DATA SUPPLIED:
==*==

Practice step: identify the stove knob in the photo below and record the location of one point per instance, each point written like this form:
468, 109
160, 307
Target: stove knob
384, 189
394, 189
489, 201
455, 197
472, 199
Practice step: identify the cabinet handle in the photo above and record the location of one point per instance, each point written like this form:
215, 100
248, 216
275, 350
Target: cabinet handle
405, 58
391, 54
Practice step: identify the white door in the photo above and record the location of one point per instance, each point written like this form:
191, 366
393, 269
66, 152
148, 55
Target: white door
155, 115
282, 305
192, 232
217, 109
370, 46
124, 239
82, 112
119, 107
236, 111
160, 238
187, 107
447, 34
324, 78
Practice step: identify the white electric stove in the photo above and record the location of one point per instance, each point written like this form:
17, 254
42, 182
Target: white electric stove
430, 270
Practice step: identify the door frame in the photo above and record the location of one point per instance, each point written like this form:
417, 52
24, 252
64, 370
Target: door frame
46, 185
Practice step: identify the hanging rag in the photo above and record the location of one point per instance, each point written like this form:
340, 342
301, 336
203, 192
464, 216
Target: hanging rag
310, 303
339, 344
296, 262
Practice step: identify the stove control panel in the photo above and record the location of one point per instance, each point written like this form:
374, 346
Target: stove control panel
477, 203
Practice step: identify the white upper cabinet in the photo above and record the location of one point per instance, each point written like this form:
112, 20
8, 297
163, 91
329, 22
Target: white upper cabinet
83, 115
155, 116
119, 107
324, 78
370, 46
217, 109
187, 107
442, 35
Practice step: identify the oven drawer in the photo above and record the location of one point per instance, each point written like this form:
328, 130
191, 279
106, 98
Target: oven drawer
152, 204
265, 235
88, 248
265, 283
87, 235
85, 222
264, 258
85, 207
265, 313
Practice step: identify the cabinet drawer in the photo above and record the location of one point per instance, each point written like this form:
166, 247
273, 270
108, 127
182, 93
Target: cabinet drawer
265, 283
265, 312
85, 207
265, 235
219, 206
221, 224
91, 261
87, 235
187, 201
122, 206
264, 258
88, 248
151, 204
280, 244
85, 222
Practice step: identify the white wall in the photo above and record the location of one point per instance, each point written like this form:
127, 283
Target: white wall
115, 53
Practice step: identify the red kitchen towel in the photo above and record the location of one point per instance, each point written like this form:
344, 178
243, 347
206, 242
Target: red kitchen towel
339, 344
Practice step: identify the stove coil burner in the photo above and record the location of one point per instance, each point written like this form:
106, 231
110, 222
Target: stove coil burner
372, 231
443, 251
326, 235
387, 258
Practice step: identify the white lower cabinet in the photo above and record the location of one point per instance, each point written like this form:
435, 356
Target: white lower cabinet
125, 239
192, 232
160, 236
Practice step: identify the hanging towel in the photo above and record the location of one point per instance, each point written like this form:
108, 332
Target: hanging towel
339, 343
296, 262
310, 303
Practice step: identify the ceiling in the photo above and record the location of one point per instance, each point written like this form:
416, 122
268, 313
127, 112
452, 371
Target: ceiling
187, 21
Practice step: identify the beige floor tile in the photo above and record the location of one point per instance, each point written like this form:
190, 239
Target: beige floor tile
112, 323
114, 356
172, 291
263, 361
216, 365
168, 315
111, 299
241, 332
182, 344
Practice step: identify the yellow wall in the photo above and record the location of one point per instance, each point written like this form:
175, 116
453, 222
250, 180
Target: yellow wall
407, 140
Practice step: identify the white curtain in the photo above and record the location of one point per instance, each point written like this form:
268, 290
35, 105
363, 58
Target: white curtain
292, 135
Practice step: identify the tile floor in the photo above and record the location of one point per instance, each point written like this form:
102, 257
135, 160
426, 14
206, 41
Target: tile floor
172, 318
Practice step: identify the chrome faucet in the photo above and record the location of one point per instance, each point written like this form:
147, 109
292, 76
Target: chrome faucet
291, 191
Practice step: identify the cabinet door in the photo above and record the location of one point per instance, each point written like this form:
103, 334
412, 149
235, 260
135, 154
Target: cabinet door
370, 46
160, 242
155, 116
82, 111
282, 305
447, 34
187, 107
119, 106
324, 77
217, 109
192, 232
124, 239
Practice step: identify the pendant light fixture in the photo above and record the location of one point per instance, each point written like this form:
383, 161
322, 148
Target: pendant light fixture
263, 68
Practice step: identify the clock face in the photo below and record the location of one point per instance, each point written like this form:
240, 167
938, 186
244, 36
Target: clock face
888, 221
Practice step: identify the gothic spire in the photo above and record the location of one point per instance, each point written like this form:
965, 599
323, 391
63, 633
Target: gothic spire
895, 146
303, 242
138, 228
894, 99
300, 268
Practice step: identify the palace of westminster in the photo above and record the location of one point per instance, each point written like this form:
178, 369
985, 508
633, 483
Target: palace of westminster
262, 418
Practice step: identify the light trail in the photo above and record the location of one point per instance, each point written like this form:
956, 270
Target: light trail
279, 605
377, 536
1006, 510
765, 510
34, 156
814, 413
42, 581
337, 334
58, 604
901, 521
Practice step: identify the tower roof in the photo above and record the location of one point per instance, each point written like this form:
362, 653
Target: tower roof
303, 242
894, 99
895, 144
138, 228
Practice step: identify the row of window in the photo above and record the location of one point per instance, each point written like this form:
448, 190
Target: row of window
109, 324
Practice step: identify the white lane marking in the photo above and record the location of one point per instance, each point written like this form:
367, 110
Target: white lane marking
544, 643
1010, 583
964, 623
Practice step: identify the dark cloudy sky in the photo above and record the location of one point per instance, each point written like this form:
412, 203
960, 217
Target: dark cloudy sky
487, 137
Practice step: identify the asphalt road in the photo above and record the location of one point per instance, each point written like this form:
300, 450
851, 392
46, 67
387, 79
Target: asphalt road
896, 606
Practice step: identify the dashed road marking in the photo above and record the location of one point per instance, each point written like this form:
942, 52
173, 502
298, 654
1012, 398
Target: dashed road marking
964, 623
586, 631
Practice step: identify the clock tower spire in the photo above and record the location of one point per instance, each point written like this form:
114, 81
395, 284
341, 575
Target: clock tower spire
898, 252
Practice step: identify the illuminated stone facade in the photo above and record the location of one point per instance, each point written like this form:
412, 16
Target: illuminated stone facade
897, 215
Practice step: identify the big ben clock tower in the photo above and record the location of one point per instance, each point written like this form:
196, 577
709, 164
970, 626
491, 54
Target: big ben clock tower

==*==

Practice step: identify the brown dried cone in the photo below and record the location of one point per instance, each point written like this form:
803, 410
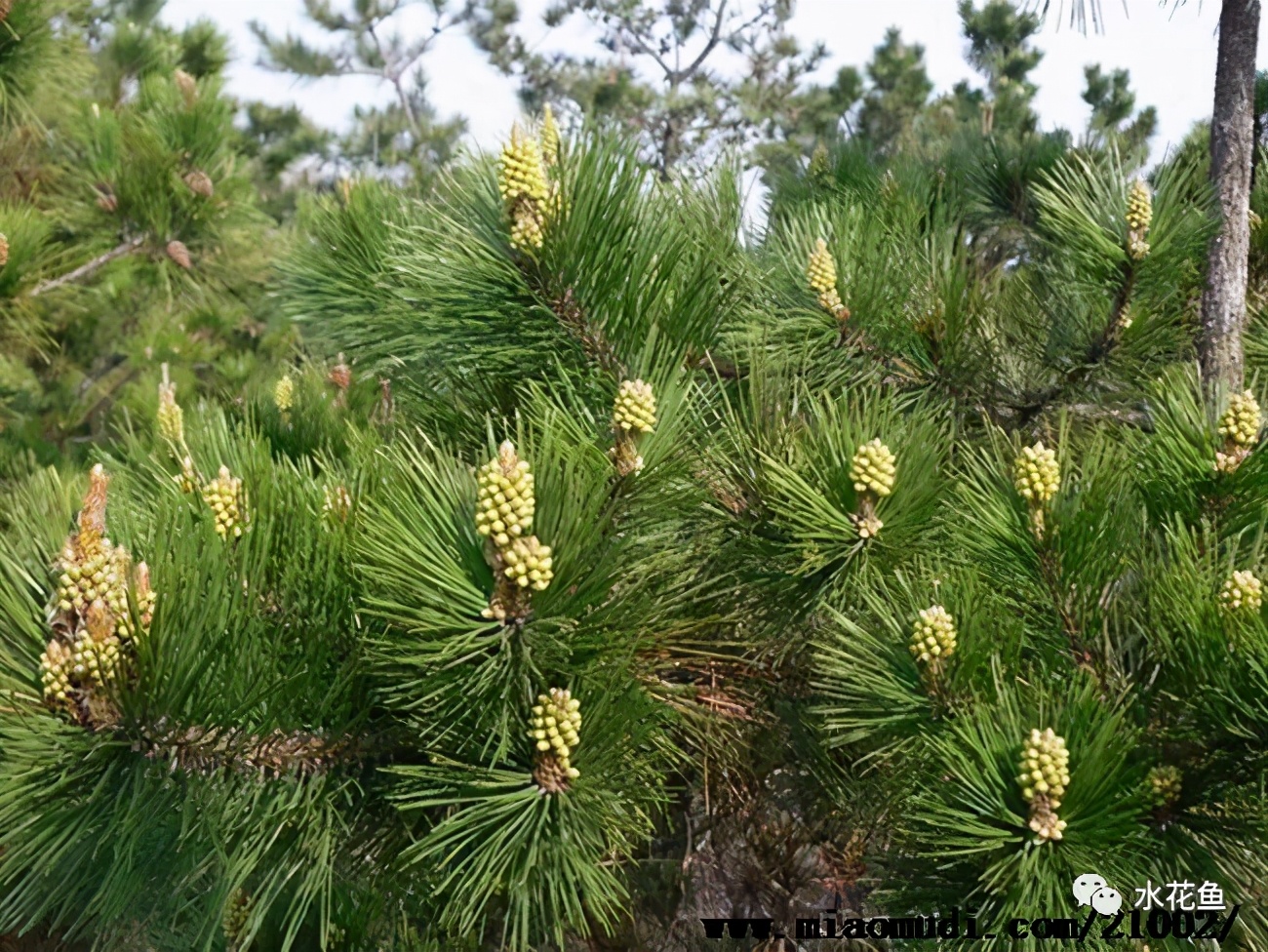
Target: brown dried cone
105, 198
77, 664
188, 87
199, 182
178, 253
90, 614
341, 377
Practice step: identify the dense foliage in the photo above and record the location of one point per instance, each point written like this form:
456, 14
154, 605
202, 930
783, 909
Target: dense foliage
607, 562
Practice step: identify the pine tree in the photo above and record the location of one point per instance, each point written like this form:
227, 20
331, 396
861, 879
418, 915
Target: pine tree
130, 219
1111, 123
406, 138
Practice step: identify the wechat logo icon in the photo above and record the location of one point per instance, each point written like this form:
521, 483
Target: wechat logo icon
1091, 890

==*==

THE TASK: Revise the records from the line with "Practice step: identify the illuminated" up to and including the line with "Target: big ben clock tower", replacing "stone facade" with "brick facade" and leaving everything else unchanged. Give only those lines.

RESULT OF THE TASK:
Practice step: identify the illuminated brick facade in the photo above and record the location of one point per instance, each point written like this form:
412, 16
Target: illuminated brick facade
897, 215
Practice step: identify the big ben clock tower in the photo above and record the location of one point per instance, each point written like this form:
196, 577
709, 164
970, 626
491, 54
Target: big ben clock tower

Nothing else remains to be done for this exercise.